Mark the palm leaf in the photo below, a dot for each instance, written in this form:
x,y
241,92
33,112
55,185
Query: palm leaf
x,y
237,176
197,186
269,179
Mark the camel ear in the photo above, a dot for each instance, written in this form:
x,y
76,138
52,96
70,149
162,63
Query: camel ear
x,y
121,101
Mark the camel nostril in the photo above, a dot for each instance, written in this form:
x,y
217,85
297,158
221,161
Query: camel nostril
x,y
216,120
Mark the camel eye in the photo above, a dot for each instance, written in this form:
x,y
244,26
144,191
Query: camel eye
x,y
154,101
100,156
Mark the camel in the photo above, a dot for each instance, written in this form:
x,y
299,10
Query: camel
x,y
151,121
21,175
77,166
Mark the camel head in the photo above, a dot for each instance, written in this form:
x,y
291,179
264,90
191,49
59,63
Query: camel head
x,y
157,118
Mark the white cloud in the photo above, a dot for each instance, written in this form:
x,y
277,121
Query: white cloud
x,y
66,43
= = = =
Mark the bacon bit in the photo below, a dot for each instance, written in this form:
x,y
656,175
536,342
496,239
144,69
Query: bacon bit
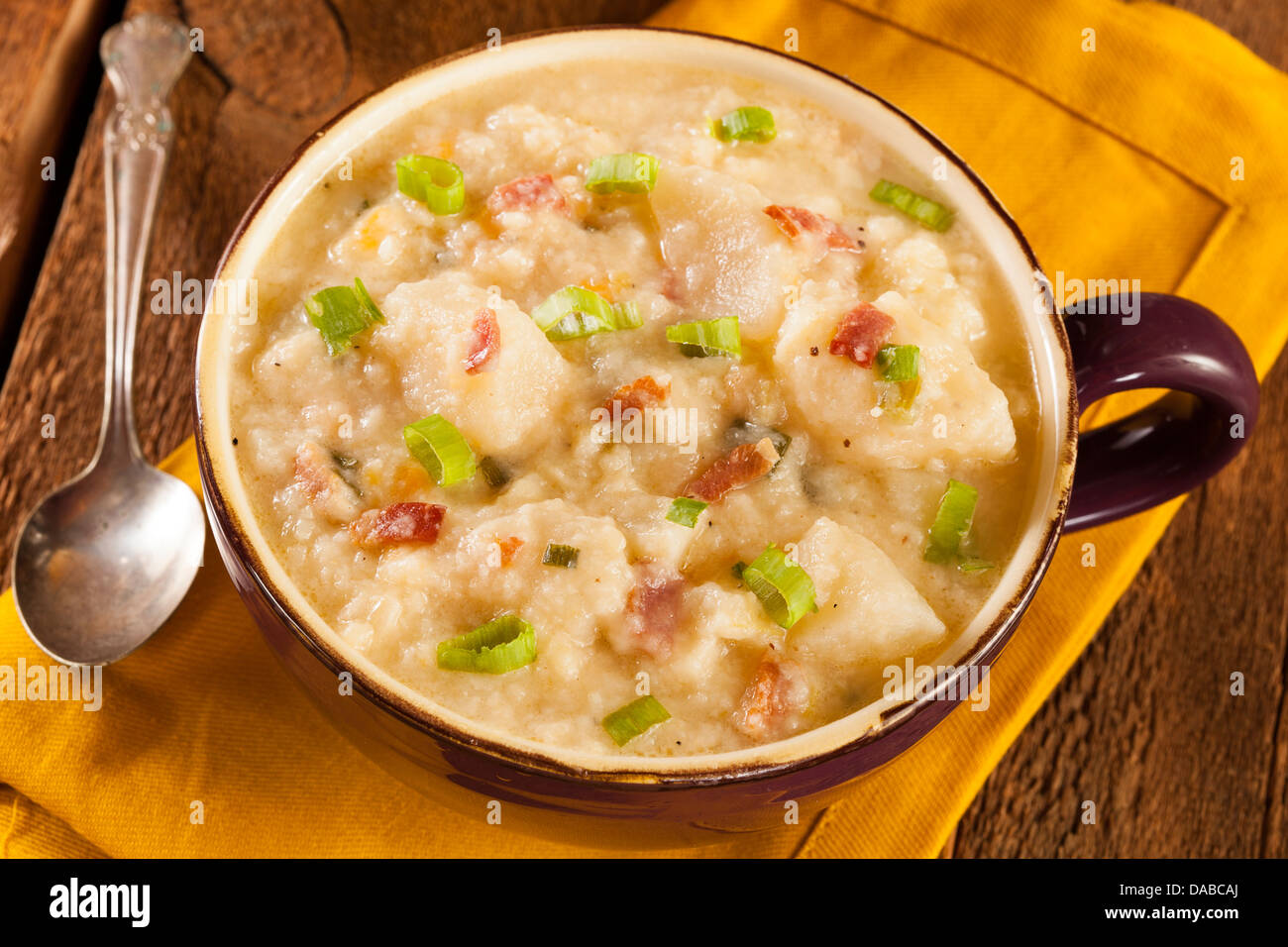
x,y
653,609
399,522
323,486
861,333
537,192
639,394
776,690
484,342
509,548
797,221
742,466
= = = =
--- WHAT IS BEING ASKED ---
Count the lines in both blocks of items above that contain the word "head". Reply with the number alone.

--- RESPONSE BELOW ---
2